(Exercise inputs begins)

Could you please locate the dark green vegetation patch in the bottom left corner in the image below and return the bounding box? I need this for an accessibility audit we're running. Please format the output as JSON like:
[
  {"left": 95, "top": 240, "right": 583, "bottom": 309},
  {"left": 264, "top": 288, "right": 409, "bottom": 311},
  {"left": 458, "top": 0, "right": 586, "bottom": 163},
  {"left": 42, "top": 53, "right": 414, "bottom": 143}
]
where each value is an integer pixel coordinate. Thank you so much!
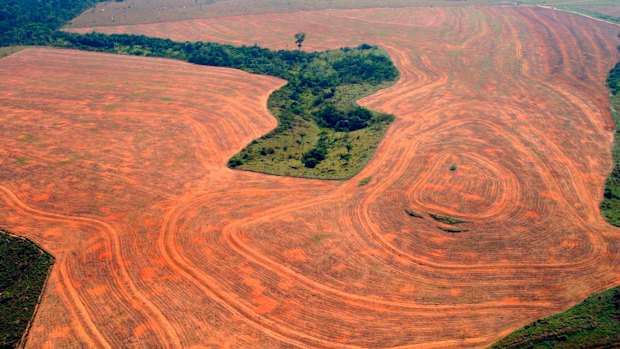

(Exercise inputs ends)

[Work to complete] From the data above, gather every line that includes the word "bottom".

[Written solution]
Could you please locate the dark green vegetation patch in the bottom left corner in the image below and return the bounding box? I need this for an accessibility audit we're running. Please format the output as JSON like:
  {"left": 95, "top": 240, "right": 583, "bottom": 309},
  {"left": 264, "top": 288, "right": 409, "bottom": 311},
  {"left": 458, "top": 0, "right": 586, "bottom": 163},
  {"left": 42, "top": 53, "right": 414, "bottom": 143}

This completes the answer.